(TO DO) Copy the items below word for word, starting at the line that contains "Exercise. Point to every instance of the rear wheel" and continuing through the last line of the items, with both ends included.
## Begin DATA SECTION
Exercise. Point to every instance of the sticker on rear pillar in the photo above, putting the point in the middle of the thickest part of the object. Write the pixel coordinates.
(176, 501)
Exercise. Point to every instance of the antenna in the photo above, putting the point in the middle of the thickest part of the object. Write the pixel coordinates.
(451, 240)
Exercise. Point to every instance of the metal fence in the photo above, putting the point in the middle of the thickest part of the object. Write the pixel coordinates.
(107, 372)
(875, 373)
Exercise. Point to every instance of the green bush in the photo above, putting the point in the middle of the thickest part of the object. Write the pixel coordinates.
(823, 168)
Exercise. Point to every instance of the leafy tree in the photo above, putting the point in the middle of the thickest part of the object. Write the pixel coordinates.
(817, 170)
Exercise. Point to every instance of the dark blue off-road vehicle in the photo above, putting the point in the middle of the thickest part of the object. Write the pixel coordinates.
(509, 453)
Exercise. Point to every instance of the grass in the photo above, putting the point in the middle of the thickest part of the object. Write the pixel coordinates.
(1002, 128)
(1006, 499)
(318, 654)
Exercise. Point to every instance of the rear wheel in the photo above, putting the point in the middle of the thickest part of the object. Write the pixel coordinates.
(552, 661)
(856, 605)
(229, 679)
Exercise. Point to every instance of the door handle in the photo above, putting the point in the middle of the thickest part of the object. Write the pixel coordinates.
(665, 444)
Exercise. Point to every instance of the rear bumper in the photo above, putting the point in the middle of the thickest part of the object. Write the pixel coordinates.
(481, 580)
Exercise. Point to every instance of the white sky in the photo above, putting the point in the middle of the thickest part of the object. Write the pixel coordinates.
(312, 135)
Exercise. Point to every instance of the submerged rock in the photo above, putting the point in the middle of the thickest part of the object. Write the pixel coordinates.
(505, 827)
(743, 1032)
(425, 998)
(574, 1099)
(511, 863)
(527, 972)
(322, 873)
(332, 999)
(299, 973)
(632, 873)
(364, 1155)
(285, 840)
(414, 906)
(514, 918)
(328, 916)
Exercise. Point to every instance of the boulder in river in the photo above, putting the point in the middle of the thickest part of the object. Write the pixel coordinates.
## End DATA SECTION
(TASK RESULT)
Exercise. Point to every instance of the rear wheel in the photo above, putting the point in the middle of the thickest part of the object. Write the pixel coordinates.
(552, 661)
(856, 605)
(229, 679)
Exercise. Point to every instance of the door handle in the photo above, putting the point in the middle of the thickest part of the object. Write the pixel coordinates.
(665, 444)
Exercise. Point to every instance of the rear bumper in the photo above, putting the point in the middle of the thickest part of the object. Write the pixel coordinates.
(481, 580)
Exercise. Point to every instance of the white sky in the photo above, putting the point in the middle of the thickest part of the object. Write the pixel coordinates.
(312, 135)
Exercise. Point to every instance of the submerged rock in the photo above, putting the point in the middle of the thickest part of the object. Write the pixel coordinates.
(505, 827)
(743, 1032)
(425, 998)
(574, 1099)
(511, 863)
(527, 972)
(322, 873)
(332, 999)
(299, 973)
(632, 873)
(364, 1155)
(285, 840)
(414, 906)
(514, 918)
(328, 916)
Exercise. Point to every instance of the boulder in river in the photo above, putting the point in the middle of the thickest part of the object. Write the pixel coordinates.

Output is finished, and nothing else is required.